Task: Without omitting anything, retype the data that follows.

[Opening Supplied data section]

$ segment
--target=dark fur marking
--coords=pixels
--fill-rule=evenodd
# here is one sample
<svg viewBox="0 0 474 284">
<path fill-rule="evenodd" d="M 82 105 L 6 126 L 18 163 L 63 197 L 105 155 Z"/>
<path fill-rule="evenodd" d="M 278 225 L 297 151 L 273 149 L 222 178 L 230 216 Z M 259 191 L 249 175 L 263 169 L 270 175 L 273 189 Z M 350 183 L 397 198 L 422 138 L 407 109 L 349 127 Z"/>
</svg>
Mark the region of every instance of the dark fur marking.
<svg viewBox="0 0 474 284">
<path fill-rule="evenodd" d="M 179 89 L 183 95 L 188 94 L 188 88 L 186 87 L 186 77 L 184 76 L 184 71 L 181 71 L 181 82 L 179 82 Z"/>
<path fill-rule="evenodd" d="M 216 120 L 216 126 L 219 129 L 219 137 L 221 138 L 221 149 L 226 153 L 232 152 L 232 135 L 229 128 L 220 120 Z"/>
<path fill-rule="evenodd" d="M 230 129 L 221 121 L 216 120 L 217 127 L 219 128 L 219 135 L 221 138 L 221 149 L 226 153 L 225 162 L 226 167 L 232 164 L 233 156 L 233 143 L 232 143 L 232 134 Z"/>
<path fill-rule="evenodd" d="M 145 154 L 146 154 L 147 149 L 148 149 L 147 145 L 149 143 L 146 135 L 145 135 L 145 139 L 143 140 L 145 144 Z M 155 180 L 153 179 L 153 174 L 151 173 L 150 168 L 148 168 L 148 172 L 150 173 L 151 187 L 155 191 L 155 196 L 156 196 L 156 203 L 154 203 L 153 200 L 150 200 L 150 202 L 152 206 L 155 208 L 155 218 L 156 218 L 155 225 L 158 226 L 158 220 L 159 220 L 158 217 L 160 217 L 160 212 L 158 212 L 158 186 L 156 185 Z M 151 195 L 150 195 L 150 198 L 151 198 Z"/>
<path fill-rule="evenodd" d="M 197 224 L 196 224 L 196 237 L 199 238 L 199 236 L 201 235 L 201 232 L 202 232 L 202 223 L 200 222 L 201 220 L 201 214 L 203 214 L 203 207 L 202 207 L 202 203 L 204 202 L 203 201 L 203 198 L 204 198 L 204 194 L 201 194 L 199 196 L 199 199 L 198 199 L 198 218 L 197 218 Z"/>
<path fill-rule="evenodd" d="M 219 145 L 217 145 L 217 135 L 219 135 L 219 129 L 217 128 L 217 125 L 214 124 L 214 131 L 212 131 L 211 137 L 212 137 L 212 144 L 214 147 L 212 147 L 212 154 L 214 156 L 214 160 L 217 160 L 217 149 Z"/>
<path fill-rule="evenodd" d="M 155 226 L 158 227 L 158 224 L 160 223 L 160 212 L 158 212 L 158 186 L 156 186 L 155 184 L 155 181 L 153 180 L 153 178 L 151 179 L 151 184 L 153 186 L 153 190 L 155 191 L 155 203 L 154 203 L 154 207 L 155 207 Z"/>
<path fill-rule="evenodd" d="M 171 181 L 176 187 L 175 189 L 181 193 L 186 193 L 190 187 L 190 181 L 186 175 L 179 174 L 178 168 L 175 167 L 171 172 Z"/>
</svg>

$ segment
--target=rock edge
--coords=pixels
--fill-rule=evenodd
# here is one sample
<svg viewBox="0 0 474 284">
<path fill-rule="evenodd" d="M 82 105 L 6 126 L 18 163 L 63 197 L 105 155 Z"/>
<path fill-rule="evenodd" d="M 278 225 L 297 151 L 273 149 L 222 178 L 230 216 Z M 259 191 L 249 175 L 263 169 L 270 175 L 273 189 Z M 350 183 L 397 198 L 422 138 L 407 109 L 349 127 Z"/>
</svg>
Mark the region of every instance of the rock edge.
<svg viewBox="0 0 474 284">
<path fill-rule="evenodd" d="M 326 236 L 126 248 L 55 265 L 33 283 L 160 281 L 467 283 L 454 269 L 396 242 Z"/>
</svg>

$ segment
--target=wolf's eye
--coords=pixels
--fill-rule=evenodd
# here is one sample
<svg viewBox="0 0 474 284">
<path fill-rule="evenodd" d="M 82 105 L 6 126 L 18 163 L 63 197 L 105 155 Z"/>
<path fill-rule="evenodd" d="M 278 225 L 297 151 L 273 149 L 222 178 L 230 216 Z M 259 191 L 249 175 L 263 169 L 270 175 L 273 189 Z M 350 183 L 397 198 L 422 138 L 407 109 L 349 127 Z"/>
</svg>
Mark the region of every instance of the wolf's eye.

[Closing Supplied data section]

Written solution:
$ segment
--target=dark fur marking
--coords=pixels
--fill-rule=evenodd
# here is one sample
<svg viewBox="0 0 474 284">
<path fill-rule="evenodd" d="M 82 105 L 6 126 L 18 163 L 63 197 L 105 155 Z"/>
<path fill-rule="evenodd" d="M 278 225 L 297 151 L 273 149 L 222 178 L 230 216 Z M 259 191 L 249 175 L 263 169 L 270 175 L 273 189 Z M 350 183 L 397 198 L 422 138 L 407 109 L 349 127 Z"/>
</svg>
Mark the region of every instance of the dark fur marking.
<svg viewBox="0 0 474 284">
<path fill-rule="evenodd" d="M 179 89 L 183 95 L 188 94 L 188 88 L 186 87 L 186 77 L 184 76 L 184 71 L 181 71 L 181 82 L 179 82 Z"/>
<path fill-rule="evenodd" d="M 216 120 L 216 126 L 219 129 L 219 137 L 221 138 L 221 149 L 226 153 L 232 152 L 232 135 L 229 128 L 220 120 Z"/>
<path fill-rule="evenodd" d="M 230 129 L 221 121 L 216 120 L 217 127 L 219 128 L 219 135 L 221 138 L 221 149 L 226 153 L 225 162 L 226 167 L 232 164 L 233 156 L 233 143 L 232 143 L 232 134 Z"/>
<path fill-rule="evenodd" d="M 145 154 L 146 154 L 147 149 L 148 149 L 147 145 L 149 143 L 146 135 L 145 135 L 145 139 L 143 140 L 145 144 Z M 155 180 L 153 179 L 153 174 L 151 173 L 150 168 L 148 168 L 148 172 L 150 173 L 151 187 L 155 191 L 155 196 L 156 196 L 156 203 L 154 203 L 153 200 L 150 200 L 150 202 L 152 206 L 155 208 L 155 218 L 156 218 L 155 225 L 158 226 L 158 220 L 159 220 L 158 217 L 160 217 L 160 212 L 158 212 L 158 186 L 156 185 Z M 151 195 L 150 195 L 150 198 L 151 198 Z"/>
<path fill-rule="evenodd" d="M 197 224 L 196 224 L 196 237 L 199 238 L 199 236 L 201 235 L 201 232 L 202 232 L 202 223 L 200 222 L 201 220 L 201 214 L 203 214 L 203 207 L 202 207 L 202 203 L 204 202 L 203 201 L 203 198 L 204 198 L 204 194 L 201 194 L 199 196 L 199 199 L 198 199 L 198 218 L 197 218 Z"/>
<path fill-rule="evenodd" d="M 219 145 L 217 145 L 217 135 L 219 135 L 219 129 L 217 128 L 217 125 L 214 124 L 214 131 L 212 131 L 211 137 L 212 137 L 212 144 L 214 147 L 212 147 L 212 154 L 214 156 L 214 160 L 217 160 L 217 149 Z"/>
<path fill-rule="evenodd" d="M 155 226 L 158 227 L 158 224 L 160 223 L 160 212 L 158 212 L 158 186 L 156 186 L 155 184 L 155 181 L 153 180 L 153 178 L 151 179 L 151 184 L 153 186 L 153 190 L 155 191 L 155 203 L 154 203 L 154 207 L 155 207 Z"/>
<path fill-rule="evenodd" d="M 171 181 L 176 187 L 175 189 L 181 193 L 186 193 L 190 187 L 190 181 L 186 175 L 179 174 L 178 168 L 175 167 L 171 172 Z"/>
</svg>

$ segment
--target=rock edge
--coords=pixels
--fill-rule=evenodd
# here is one sample
<svg viewBox="0 0 474 284">
<path fill-rule="evenodd" d="M 82 105 L 6 126 L 18 163 L 63 197 L 105 155 Z"/>
<path fill-rule="evenodd" d="M 278 225 L 297 151 L 273 149 L 222 178 L 230 216 Z M 259 191 L 249 175 L 263 169 L 270 175 L 273 189 Z M 350 183 L 397 198 L 422 138 L 407 109 L 349 127 Z"/>
</svg>
Mark the region of every instance of the rock edge.
<svg viewBox="0 0 474 284">
<path fill-rule="evenodd" d="M 326 236 L 126 248 L 55 265 L 33 283 L 160 281 L 467 283 L 454 269 L 396 242 Z"/>
</svg>

$ segment
--target=wolf's eye
--coords=pixels
--fill-rule=evenodd
# here is one sample
<svg viewBox="0 0 474 284">
<path fill-rule="evenodd" d="M 82 105 L 6 126 L 18 163 L 63 197 L 105 155 Z"/>
<path fill-rule="evenodd" d="M 278 225 L 297 151 L 273 149 L 222 178 L 230 216 Z M 259 191 L 249 175 L 263 169 L 270 175 L 273 189 Z M 350 183 L 397 198 L 422 138 L 407 109 L 349 127 Z"/>
</svg>
Mark the region of every instance of the wolf's eye.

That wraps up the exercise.